• Stated exercise:
Would you reproduce the entire listing below line for line, without changing a single character?
------
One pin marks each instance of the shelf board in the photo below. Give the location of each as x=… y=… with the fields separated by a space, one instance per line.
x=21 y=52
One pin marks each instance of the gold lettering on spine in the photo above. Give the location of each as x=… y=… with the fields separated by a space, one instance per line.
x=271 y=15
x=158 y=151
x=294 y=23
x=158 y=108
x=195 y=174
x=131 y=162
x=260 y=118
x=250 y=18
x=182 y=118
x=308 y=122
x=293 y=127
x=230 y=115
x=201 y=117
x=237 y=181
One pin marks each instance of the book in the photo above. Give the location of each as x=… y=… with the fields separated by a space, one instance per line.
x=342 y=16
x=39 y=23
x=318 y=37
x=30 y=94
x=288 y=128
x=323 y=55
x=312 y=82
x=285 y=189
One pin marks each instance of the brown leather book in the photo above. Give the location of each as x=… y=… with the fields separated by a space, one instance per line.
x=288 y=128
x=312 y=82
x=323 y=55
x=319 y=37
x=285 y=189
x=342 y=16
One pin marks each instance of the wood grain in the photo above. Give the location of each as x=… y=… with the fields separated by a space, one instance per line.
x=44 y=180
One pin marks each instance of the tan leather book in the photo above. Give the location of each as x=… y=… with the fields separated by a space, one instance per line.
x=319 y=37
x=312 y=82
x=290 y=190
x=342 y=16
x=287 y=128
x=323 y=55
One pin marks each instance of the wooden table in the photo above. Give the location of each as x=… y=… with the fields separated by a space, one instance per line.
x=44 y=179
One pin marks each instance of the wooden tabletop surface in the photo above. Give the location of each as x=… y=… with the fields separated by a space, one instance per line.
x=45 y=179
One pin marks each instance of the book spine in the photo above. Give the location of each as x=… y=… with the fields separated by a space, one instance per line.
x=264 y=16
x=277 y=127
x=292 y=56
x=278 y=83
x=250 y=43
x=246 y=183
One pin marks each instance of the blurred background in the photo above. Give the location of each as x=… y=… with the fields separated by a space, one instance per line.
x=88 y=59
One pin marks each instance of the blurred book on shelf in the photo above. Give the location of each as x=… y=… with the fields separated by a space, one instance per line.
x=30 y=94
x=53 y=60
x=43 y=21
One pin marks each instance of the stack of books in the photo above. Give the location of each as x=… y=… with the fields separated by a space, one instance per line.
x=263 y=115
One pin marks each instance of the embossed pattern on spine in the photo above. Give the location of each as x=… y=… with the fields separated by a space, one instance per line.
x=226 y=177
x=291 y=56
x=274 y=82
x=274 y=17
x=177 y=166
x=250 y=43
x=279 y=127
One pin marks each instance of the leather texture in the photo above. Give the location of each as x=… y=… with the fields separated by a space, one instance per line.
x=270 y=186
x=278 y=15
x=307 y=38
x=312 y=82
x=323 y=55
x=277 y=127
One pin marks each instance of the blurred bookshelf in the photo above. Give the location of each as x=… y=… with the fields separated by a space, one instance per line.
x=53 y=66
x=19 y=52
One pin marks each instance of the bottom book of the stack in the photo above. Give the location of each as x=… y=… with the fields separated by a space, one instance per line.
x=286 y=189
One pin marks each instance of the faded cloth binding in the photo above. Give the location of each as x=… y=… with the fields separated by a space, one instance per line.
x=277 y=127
------
• Answer to this task:
One pin marks each instance of the shelf board in the photo below. Give the location of each as x=… y=… with the fields separated by a space, one instance per line.
x=21 y=52
One pin marks each instance of the gold lettering on spine in the photo above. Give the location of each as x=… y=… with the fields separated by a space, one instance per line.
x=271 y=15
x=158 y=151
x=294 y=23
x=158 y=108
x=195 y=174
x=131 y=162
x=260 y=118
x=250 y=18
x=182 y=118
x=308 y=122
x=293 y=127
x=230 y=115
x=201 y=117
x=237 y=181
One pin marks each instance of the book in the photo above. Give the location of each as x=… y=… with the fields separated by a space, one instance per line.
x=342 y=16
x=39 y=23
x=318 y=37
x=30 y=94
x=288 y=128
x=323 y=55
x=312 y=82
x=285 y=189
One pin marks each instance of the brown leather book in the photo above. Give the location of each as x=… y=… with the fields separated by a space, one instance per line.
x=288 y=128
x=312 y=82
x=323 y=55
x=319 y=37
x=285 y=189
x=342 y=16
One pin marks each instance of the wood grain in the photo above. Give the location of each as x=… y=… with the fields separated by a space, one instance per line.
x=44 y=180
One pin marks each instance of the tan leather book in the photo above. Give the location of each as x=… y=… with the fields separated by a space, one instance per line.
x=319 y=37
x=312 y=82
x=290 y=190
x=342 y=16
x=287 y=128
x=323 y=55
One pin marks each instance of the wooden table in the photo above. Give the location of each as x=… y=… with the fields separated by a space, one instance per line.
x=44 y=179
One pin marks each instance of the wooden tabletop surface in the photo above. Give the location of each as x=… y=… with the fields separated by a space, one instance per line.
x=45 y=179
One pin marks each instance of the book spine in the photo above. Give the location of each as x=… y=… with the fields separated by a space, one instance per line.
x=264 y=16
x=277 y=127
x=292 y=56
x=278 y=83
x=250 y=43
x=246 y=183
One pin marks each instance of the blurred background in the photo above. Give the location of each as x=… y=… with the fields separated by a space, one instance per line.
x=88 y=59
One pin marks each instance of the blurred book on shelf in the photo above. Give the location of each as x=… y=… with the fields separated by a space, one instance per line.
x=30 y=94
x=53 y=60
x=43 y=21
One pin marks each instance of the stack of books in the photo above. Give the location of each as x=… y=… with the fields separated by a space, one instance per line.
x=263 y=115
One pin marks each instance of the embossed pattern on spine in the photo above. Give the location of each as x=… y=… with the fields separated by a space, one instance per line.
x=226 y=177
x=291 y=56
x=274 y=82
x=274 y=17
x=177 y=166
x=250 y=43
x=279 y=127
One pin marks each instance of the leather texture in the photo above. Give the location of each as x=… y=… with the fields separated by a space, one instance per line.
x=270 y=186
x=278 y=15
x=307 y=38
x=312 y=82
x=323 y=55
x=277 y=127
One pin marks each instance of the blurred bookshelf in the photo above. Give the location of each as x=… y=… with the fields separated by a space, one instance per line.
x=53 y=66
x=19 y=52
One pin marks each instance of the bottom book of the stack in the photo above. Give the location of each as x=… y=… with the fields separated by a space, one instance per line.
x=286 y=189
One pin marks each instance of the faded cloth binding in the photo above. Give the location of each as x=… y=… with the fields separated by a space, one instance per line.
x=277 y=127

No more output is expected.